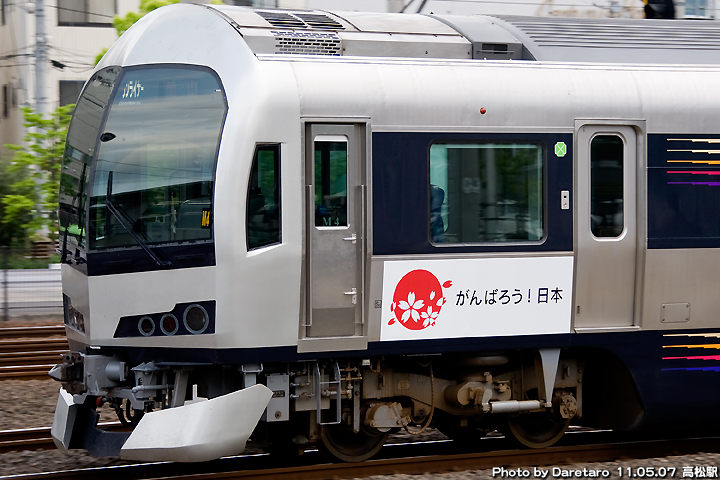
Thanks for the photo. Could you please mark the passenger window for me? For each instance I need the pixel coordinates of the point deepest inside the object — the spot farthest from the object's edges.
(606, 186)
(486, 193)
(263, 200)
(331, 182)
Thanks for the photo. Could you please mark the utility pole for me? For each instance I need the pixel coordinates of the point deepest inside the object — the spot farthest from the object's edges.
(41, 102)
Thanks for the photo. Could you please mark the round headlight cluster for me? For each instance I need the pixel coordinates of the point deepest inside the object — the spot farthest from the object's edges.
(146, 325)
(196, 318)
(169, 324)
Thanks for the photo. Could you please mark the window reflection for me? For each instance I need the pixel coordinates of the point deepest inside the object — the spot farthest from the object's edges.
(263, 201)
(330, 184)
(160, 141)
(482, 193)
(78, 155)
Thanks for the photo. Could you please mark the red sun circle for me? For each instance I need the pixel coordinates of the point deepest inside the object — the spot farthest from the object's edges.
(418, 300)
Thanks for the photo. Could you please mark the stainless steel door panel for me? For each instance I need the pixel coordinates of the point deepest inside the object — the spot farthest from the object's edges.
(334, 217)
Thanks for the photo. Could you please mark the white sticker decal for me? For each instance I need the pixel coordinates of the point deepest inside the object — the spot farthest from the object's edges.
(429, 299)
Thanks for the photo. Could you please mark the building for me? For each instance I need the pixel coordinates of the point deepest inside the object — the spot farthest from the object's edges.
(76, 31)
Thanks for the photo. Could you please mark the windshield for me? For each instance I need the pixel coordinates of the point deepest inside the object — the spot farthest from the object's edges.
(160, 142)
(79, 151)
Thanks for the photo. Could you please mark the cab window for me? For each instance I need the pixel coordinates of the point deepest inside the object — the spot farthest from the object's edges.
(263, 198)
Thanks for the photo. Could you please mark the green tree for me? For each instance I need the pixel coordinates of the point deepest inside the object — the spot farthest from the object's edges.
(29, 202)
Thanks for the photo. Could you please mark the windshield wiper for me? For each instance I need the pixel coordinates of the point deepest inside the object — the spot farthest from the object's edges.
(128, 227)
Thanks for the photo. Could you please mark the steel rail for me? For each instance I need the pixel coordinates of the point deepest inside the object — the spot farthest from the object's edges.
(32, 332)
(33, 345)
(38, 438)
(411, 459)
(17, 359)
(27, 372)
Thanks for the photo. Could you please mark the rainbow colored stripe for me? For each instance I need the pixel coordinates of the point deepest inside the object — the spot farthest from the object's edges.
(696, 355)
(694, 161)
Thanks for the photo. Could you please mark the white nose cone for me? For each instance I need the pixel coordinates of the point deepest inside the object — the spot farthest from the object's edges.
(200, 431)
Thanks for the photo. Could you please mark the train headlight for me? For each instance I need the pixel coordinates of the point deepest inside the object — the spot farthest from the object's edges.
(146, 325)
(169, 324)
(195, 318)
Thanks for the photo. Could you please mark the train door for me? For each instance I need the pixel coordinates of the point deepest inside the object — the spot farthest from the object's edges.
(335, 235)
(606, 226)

## What to do
Each line of the data should be quoted exactly, with pictures left out.

## Answer for this exercise
Thanks for the photo. Could you please mark the passenger window for me? For each instance I need the pixel coordinates of the point deepest inside the object — the spot farthest from the object's edges.
(606, 186)
(486, 193)
(263, 200)
(331, 182)
Thanks for the photo. Could you please mark the utility pole for me? For each instance I need the pixel coordinates of the point deepest inside the object — the spot farthest from the object's edges.
(41, 102)
Thanks for the photo. Could you please mark the round headlight cluster for me? For each instance I need the pixel coordinates of the point deepest inside the object — the spot farthest from the object's edges.
(146, 325)
(196, 318)
(169, 324)
Thanks for the photo. Could you please mark the window reflection for me? For each instance I need the pixel coordinates of the point deepest inside the object — the spot farthest from the object's edges.
(263, 201)
(330, 184)
(160, 141)
(482, 193)
(78, 155)
Thanks for the photo. Could you please mark the red sun circle for me? For each instance I need the pixel coordinates of the point deepest inside the object — the spot farthest from the object's edges.
(418, 300)
Thanks for the photo. Could you please mark the stainless steel door panel for me? For each instance I need the pixel coordinates of the point deepest inside the object — the spot farthest from the object's edges.
(334, 217)
Thanks for the photo. Could you please mark the white sticker decal for me? For each instance I need the pixel coordinates of the point deepest inside the object — the spot farthest from the object's edges.
(429, 299)
Thanks for the photo. Could you please mark the building for me? For each instance I need the pixel coordinates of the point deepest inside the object — the spot farthest from the object's edges.
(76, 31)
Thanks for the photo. Could you please mark the windshield for me? For each instance I need the pixel coordinates of the point deepest inside the object — the spot farthest from the object's edges.
(160, 142)
(79, 151)
Thanks for the photo. Could you please mark the cab window for me? For each instance I need the pixel coordinates of the point deepest inside the object — the spot farthest from the object's edges.
(263, 198)
Thanks for the photo. Could you please mark the green tree for me? For each instance I need the pixel coordinates of the point deepest inside the object — the spot farthest from the object's edges.
(29, 202)
Thanks for the photo. Could you please mark the windshield wiper for me? For each instance I need the pixel coordinates of the point deepest inside the object — the spot farthest from the object's edges.
(128, 227)
Thanks for the photo. Could you please mark the steel rail for me? For each instance I need the pixel coordinates of the point deepest inside the object — the spot farthest from the object's edges.
(32, 332)
(33, 345)
(38, 438)
(411, 459)
(17, 359)
(27, 372)
Thanks for the photo. Could you please mark the rainbow colored stripe for me? For each instance I need the pixel coordinates of the point deepest inside the object — the spot farthest from the object's edges.
(696, 355)
(694, 161)
Thanks for the photo. Could you please mark the white nose cone for me? For each instance I need the pixel coordinates of the point deepest inside the object — the spot farthest from the object's edges.
(200, 431)
Thanks for the photo. Could you please mark the train headlight for me? For each instance I need the pixel coordinates of the point deepest inside the object — the spot farthest from the object's edges.
(146, 325)
(169, 324)
(195, 318)
Thanks for the photo. Could you please mark the train door for me? For each instance I need the pixel coordinates of the point deepest inside the object — the spot farthest from the object's edges.
(335, 235)
(606, 226)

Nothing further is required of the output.